• _Data listing_:

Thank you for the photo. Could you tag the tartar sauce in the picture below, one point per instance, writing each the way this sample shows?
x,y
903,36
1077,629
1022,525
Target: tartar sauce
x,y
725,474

--

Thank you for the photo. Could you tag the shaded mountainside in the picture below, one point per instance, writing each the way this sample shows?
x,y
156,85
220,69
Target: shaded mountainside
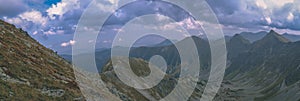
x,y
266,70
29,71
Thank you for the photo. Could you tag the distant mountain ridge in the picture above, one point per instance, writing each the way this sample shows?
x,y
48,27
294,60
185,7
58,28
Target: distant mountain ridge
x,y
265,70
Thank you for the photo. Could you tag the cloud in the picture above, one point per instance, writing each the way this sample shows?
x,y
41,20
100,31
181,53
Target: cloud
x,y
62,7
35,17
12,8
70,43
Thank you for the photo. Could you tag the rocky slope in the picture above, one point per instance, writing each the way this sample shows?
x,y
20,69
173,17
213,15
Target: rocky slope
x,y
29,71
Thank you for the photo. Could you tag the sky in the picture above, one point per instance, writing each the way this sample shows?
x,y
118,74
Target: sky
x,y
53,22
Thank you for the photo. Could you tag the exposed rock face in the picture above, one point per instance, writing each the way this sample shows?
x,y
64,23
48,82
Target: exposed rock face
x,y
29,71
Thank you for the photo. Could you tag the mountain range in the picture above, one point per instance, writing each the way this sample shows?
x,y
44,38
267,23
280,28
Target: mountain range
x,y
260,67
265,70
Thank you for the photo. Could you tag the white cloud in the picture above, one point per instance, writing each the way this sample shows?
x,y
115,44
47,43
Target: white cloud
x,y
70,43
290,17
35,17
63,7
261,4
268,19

--

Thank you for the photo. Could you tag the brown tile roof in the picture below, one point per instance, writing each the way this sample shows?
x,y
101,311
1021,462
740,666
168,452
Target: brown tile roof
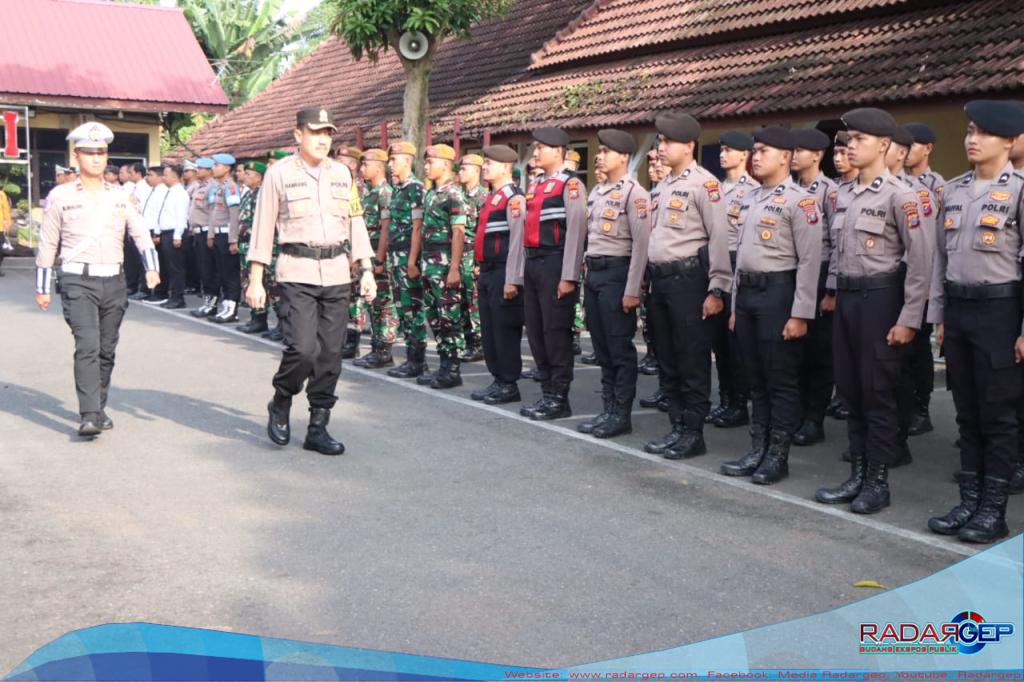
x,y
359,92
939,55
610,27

• _Task description_:
Count how many lines of the listing above contain the word "roof", and reply with that number alone.

• _Answer below_:
2